THE REQUEST:
Quote the whole listing word for word, please.

EXTRACTED ENTRIES:
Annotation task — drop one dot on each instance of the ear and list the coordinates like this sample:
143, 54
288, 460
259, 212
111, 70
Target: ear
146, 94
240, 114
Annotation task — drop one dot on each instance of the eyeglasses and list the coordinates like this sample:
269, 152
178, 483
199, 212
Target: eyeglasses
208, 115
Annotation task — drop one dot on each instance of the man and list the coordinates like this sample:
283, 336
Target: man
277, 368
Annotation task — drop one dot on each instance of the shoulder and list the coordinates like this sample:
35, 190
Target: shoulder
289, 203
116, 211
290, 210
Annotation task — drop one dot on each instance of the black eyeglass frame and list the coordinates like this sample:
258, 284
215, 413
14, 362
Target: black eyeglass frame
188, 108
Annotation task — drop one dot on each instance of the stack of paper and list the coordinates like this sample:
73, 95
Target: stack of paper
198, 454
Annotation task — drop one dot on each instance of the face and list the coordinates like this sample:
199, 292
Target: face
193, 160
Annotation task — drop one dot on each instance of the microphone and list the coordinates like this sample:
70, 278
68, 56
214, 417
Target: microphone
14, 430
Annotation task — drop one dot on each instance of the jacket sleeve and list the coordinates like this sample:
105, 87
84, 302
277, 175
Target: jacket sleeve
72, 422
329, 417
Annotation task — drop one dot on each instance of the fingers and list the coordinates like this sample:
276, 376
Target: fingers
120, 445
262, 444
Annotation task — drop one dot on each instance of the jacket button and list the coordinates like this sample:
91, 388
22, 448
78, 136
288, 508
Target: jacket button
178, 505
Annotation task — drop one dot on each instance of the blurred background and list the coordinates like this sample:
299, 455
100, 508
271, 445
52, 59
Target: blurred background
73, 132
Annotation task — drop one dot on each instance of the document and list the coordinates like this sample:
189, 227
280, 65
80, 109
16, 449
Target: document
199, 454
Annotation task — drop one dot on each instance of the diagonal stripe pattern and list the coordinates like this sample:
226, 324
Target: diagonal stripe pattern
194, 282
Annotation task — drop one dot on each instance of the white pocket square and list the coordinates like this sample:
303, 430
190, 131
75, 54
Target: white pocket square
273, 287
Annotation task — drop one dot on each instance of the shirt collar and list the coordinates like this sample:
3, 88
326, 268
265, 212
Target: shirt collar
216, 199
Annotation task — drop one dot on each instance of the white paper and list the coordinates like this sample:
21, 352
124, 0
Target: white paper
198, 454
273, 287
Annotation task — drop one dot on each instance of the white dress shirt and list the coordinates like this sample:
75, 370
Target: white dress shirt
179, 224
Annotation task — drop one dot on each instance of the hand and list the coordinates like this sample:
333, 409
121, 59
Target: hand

SOLUTION TO THIS EXERCISE:
Annotation task — drop one dot on each instance of the ear and list the coordinates like this sample:
143, 54
288, 460
259, 212
111, 70
Target: ear
146, 94
240, 114
Annotation task — drop one dot on each instance of the eyeglasses and list the coordinates like this sample:
269, 152
178, 483
199, 212
Target: eyeglasses
208, 115
Annotation task — drop one dot on each instance of the man and list the coordinates like this sample:
283, 336
Target: man
277, 368
Annotation task — drop one dot on each instance of the shoulder and list the coordinates like this sample:
35, 190
Target: shoulder
289, 203
116, 211
290, 210
Annotation task — drop one dot on each instance of the black eyeglass frame and list the coordinates like this sample:
258, 284
215, 413
14, 362
Target: black eyeglass frame
188, 108
Annotation task — drop one dot on each instance of the stack of paper and list the coordinates like this sample:
73, 95
Target: stack of paper
198, 454
Annotation task — drop one dot on each instance of the face and list the coordinates like this sample:
199, 292
Target: face
193, 160
Annotation task — drop one dot on each instance of the microphone and list the coordinates like this sample:
70, 278
68, 56
214, 417
Target: microphone
14, 430
Annotation task — drop one dot on each instance of the jacket sleeve and list the coordinates like this sample:
105, 87
84, 302
277, 175
Target: jacket sleeve
72, 422
329, 417
Annotation task — drop one dot on each instance of the fingers and list the coordinates like this sample:
276, 376
Target: fingers
120, 445
262, 444
Annotation task — drop one dot on each instance of the jacket button and list the coordinates like this sample:
91, 388
22, 448
78, 136
288, 508
Target: jacket button
178, 505
Annotation task — drop one dot on each instance of the blurred background and list the coordinates like this sample:
299, 455
100, 508
271, 445
52, 59
Target: blurred background
73, 132
Annotation task — drop one dot on each instance of the document and list the coordinates like this sample:
189, 227
280, 65
80, 109
16, 449
Target: document
199, 454
Annotation task — drop one dot on each instance of the diagonal stripe pattern and list the coordinates like this sample:
226, 324
Target: diagonal stripe pattern
194, 282
Annotation task — drop one dot on each instance of the white pocket square and list the coordinates like this sample:
303, 430
190, 131
75, 54
Target: white pocket square
273, 287
Annotation task — drop one dot on each instance of the shirt collar and list the coordinates like this sample:
3, 88
326, 268
265, 212
Target: shirt collar
216, 199
Annotation task — drop one dot on each instance of the white paper and list the coordinates like this sample:
21, 352
124, 0
Target: white paper
198, 454
273, 287
Annotation task — drop one dot on each instance of the white dress shirt and list the coordinates like this sample:
75, 370
Target: white dress shirt
179, 224
Annotation task — drop one dot on each instance of the hand and list the coordinates like this sample:
333, 409
121, 59
Target: hand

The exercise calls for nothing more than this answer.